_Exercise set_.
1. According to the article on Pennsylvania's economy, who is the executive director of the Keystone Research Center?
2. Repeat the article on Pennsylvania's economy from "Report says Pennsylvania's" to "Working Pennsylvania report.".
3. Write the next part of the article on Pennsylvania's economy, picking up after its last sentence.

_Source extract_.
·····

Report says Pennsylvania's economy 'strong' for working families
A new report argues that working families are doing better than they have for decades, and Pennsylvania is on the right track for the future.
“We have a strong economy, especially for working families,” Stephen Herzenberg, executive director of the Keystone Research Center, said with the release of the center’s annual State of Working Pennsylvania report.
“Pennsylvania’s economy is experiencing steady and substantial growth, with output now significantly exceeding pre-pandemic levels, indicating a robust recovery,” Claire Kovach, Maisum Murtaza, and Herzenberg argue in the report. “Wage growth has outpaced inflation across most demographic groups and occupations, leading to real increases in purchasing power for many Pennsylvania workers.”
The trio credit the policies of the Biden administration for spurring “positive economic trends for workers,” pointing to the state’s GDP surpassing pre-pandemic levels, along with job numbers and a low unemployment rate.

·····

_Dataset entries_.
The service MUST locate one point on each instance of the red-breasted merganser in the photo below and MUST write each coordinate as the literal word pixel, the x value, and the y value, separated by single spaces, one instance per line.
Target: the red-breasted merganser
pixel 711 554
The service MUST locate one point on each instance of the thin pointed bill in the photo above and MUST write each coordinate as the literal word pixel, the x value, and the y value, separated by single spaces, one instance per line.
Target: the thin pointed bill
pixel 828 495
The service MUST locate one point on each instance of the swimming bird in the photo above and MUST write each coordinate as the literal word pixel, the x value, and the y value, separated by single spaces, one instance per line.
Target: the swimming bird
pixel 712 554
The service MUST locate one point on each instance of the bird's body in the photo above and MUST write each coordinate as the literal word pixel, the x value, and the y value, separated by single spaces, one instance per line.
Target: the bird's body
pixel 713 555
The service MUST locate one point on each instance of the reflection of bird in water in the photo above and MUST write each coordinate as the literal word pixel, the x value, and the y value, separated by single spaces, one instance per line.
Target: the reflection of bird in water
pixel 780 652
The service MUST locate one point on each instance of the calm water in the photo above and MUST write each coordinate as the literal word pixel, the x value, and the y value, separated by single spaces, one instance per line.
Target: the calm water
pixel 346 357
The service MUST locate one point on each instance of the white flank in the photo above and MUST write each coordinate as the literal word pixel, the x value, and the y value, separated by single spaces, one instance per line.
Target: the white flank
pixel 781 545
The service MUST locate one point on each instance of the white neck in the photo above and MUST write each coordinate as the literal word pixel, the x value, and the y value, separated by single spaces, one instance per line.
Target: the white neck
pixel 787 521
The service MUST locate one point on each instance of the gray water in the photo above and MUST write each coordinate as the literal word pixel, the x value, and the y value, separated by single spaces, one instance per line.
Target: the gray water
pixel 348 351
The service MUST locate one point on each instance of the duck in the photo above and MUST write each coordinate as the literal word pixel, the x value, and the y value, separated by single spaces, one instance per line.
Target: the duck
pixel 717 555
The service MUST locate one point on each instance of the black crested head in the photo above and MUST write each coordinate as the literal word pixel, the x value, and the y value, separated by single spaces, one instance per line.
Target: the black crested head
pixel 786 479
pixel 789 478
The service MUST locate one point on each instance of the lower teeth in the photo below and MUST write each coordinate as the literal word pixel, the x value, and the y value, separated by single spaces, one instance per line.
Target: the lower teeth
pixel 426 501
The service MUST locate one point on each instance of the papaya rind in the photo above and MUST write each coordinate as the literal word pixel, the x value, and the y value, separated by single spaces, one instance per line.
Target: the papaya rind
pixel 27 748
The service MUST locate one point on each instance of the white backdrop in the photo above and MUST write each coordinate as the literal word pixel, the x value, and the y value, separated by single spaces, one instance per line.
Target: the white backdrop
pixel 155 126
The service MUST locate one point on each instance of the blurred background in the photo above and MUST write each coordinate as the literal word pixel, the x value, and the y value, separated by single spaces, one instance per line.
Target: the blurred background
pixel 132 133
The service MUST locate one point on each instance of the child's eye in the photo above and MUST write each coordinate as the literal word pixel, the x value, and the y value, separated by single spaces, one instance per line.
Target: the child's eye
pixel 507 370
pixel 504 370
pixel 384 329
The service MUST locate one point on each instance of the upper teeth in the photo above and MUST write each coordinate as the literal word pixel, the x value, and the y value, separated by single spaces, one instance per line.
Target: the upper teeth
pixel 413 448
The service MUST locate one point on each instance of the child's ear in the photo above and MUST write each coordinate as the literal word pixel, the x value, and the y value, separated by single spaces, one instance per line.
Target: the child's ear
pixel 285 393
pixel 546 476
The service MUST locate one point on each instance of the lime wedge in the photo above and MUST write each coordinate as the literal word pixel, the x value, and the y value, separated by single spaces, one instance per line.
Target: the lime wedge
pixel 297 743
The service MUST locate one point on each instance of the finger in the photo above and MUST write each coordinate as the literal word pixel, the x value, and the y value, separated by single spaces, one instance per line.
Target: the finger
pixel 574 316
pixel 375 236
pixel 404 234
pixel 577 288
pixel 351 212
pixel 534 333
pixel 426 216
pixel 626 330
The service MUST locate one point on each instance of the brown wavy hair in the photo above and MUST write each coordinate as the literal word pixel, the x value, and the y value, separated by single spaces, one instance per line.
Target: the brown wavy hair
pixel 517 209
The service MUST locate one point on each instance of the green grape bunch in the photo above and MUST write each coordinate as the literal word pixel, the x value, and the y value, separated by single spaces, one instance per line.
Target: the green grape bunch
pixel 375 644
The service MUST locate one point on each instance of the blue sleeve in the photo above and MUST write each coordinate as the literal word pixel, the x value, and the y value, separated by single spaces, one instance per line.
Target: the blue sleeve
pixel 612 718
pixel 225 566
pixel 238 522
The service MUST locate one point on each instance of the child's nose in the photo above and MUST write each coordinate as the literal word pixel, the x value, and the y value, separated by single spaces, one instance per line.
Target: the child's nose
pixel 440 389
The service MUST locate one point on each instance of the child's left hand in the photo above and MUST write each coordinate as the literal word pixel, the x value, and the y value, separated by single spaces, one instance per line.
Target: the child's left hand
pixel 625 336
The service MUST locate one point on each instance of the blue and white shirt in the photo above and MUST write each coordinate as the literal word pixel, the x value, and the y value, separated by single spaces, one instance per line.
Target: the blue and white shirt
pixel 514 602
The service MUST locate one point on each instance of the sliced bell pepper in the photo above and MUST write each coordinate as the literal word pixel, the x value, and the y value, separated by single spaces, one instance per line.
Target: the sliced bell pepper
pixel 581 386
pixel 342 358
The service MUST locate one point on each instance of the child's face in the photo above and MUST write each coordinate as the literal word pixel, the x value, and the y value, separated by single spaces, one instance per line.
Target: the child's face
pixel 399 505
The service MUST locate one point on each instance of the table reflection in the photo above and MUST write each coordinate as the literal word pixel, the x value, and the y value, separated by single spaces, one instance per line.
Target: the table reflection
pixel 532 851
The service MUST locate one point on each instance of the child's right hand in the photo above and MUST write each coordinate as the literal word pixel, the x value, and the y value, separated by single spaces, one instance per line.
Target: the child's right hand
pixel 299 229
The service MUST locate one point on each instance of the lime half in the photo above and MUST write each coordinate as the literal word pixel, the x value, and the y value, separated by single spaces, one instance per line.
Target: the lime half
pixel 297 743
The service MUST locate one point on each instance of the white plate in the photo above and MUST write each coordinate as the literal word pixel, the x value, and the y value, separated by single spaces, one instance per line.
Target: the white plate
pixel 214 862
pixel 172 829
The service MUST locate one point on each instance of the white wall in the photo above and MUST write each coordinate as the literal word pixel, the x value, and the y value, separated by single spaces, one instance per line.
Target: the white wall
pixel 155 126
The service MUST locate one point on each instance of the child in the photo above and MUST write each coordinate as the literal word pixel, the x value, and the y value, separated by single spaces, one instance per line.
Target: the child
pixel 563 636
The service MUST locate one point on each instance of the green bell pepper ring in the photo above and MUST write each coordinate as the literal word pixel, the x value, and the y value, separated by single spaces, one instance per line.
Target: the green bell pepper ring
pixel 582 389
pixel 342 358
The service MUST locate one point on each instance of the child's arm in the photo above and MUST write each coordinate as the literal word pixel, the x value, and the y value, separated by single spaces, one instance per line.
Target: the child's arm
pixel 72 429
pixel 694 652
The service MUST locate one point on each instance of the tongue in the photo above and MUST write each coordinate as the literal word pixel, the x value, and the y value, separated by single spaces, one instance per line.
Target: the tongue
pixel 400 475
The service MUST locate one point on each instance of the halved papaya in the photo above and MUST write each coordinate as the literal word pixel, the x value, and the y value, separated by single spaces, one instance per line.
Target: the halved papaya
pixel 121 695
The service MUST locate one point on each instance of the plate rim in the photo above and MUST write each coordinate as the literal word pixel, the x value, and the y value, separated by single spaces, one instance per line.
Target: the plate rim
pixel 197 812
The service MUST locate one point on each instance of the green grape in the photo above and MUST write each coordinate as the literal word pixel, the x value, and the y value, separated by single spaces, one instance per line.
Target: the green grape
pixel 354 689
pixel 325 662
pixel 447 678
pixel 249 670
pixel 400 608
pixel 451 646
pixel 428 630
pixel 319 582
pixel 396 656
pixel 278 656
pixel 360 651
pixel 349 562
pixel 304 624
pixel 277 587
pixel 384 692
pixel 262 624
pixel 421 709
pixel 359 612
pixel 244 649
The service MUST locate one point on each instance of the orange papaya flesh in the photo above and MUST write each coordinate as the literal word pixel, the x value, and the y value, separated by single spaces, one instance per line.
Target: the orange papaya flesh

·····

_Written answers_.
1. Stephen Herzenberg

2.
Report says Pennsylvania's economy 'strong' for working families
A new report argues that working families are doing better than they have for decades, and Pennsylvania is on the right track for the future.
“We have a strong economy, especially for working families,” Stephen Herzenberg, executive director of the Keystone Research Center, said with the release of the center’s annual State of Working Pennsylvania report.

3.
“These policies were designed to benefit all Americans, and they worked,” Kovach, Murtaza, and Herzenberg wrote. “COVID relief — two big bills that passed under President Trump and a third enacted under President Biden with Democratic votes — generated rapid job growth and restored low unemployment.”
They also praised more federal spending and noted that inflation is returning to normal levels after peaking at 9% in July 2022.
“Federal investments triggered private investments in clean energy, for example,” Herzenberg said. “Those investments have kind of picked up where COVID relief policies have left off.”
Other changes, like a private service sector increase of 64,000 workers joining unions, also helped families, they argued.
Wages have also risen for black, Hispanic, and women workers, though they note blue-collar wages have stagnated except for construction workers in recent years.
“Pennsylvania workers are choosing to organize a union, join the middle class, and gain dignity and voice on the job,” they wrote. “Ten years of steady and modest gains do not make up for 40 years of job loss, downward mobility, and searing inequality.”
For the future, they argued for increasing the minimum wage to $15 an hour and strengthening “union-friendly policies,” along with adding labor and wage standards to federal spending projects.
The news should be a relief to Gov. Josh Shapiro and state lawmakers who’ve based the last two budgets around jumpstarting the economy to encourage young professionals to stay in Pennsylvania to support a swelling aging population.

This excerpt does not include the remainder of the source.